FAITH IN INDONESIA

FAITH IN INDONESIA
The shape of the world a generation from now will be influenced far more by how we communicate the values of our society to others than by military or diplomatic superiority. William Fulbright, 1964

Sunday, March 15, 2015

BEWARE THE HIGHWAYMEN (AND WOMEN) IN CAR SHOWROOMS

BTW Lies, damned lies, and car sales
It should have been a pleasant experience.  After years of using public transport and hire cars it was time to buy our own.
Thanks to a small legacy we could afford something modest.  The Low Cost Green Car project initiated by the former government had helped create four locally-built models.
When President Jokowi was Jakarta Governor he criticised the LCGC program for putting more wheels on the road. Now as the Big Man he could undo his predecessor’s initiative by adding higher taxes.  Best buy now.
By using the Internet we knew exactly what we wanted.  All that was left was to agree on a price.
Oh ye unwise and foolish virgins!  Know ye not the way of the car lots?
The Internet price was Rp 113.8 million.  ‘Sorry, we haven’t got round to updating – it’s now Rp 128 million’.
Try somewhere else.
We took a test drive and agreed to buy, particularly as the salesman had offered a Rp 8 million [US$ 620] discount.  We paid the Rp 5 million [US$ 385] deposit to settle the legal Offer to Purchase and awaited confirmation from ‘upstairs’.
Three days later the ‘discount’ had shrunk to one million and it would take up to a fortnight to return the deposit.  It arrived next day only after threatening legal action.

______________________________

WORK INSTRUCTIONS:
1: Sum up the blog post in two sentences.
2: Copy word for word the part of the blog post that opens with the words containing "Sunday, March 15, 2015" and closes with "Rp 128 million’.".

______________________________

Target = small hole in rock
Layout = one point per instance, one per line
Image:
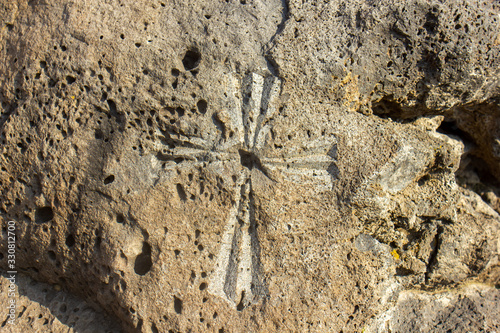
(143, 261)
(177, 305)
(191, 59)
(52, 255)
(70, 240)
(44, 214)
(120, 218)
(109, 179)
(202, 106)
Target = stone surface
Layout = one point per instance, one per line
(254, 166)
(45, 308)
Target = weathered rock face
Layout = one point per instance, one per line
(254, 166)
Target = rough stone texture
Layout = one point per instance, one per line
(470, 309)
(45, 308)
(202, 166)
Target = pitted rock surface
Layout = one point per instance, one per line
(252, 166)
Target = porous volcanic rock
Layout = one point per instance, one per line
(251, 165)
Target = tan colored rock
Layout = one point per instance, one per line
(200, 166)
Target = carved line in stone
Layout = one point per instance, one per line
(251, 104)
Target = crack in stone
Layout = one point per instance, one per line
(243, 135)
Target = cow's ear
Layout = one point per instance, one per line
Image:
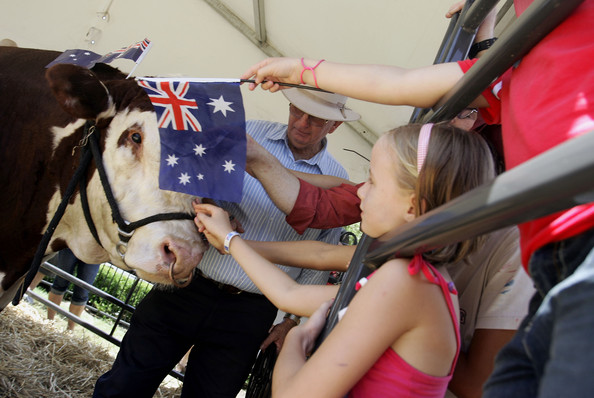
(78, 90)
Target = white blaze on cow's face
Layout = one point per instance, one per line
(131, 158)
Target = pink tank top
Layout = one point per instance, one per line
(391, 376)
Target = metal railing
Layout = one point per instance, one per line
(123, 304)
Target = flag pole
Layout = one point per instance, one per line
(302, 86)
(140, 59)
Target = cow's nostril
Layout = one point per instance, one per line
(168, 253)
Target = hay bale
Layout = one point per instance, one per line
(38, 360)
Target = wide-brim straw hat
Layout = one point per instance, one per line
(325, 105)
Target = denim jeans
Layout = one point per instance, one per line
(66, 261)
(552, 354)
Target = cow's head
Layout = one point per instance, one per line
(129, 138)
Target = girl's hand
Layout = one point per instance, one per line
(213, 222)
(273, 70)
(310, 330)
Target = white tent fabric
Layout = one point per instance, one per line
(191, 38)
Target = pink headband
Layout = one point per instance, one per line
(423, 144)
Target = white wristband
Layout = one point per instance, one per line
(228, 238)
(293, 317)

______________________________

EXERCISE RESULTS:
1: After years of public transport and hire cars, the narrators used a small legacy to buy a modest locally built Low Cost Green Car, buying now because President Jokowi could undo the program with higher taxes. The dealers proved untrustworthy: one raised the Internet price of Rp 113.8 million to Rp 128 million, and another cut a promised Rp 8 million discount to one million and returned the deposit only after a threat of legal action.

2:
Sunday, March 15, 2015

BEWARE THE HIGHWAYMEN (AND WOMEN) IN CAR SHOWROOMS

BTW Lies, damned lies, and car sales
It should have been a pleasant experience.  After years of using public transport and hire cars it was time to buy our own.
Thanks to a small legacy we could afford something modest.  The Low Cost Green Car project initiated by the former government had helped create four locally-built models.
When President Jokowi was Jakarta Governor he criticised the LCGC program for putting more wheels on the road. Now as the Big Man he could undo his predecessor’s initiative by adding higher taxes.  Best buy now.
By using the Internet we knew exactly what we wanted.  All that was left was to agree on a price.
Oh ye unwise and foolish virgins!  Know ye not the way of the car lots?
The Internet price was Rp 113.8 million.  ‘Sorry, we haven’t got round to updating – it’s now Rp 128 million’.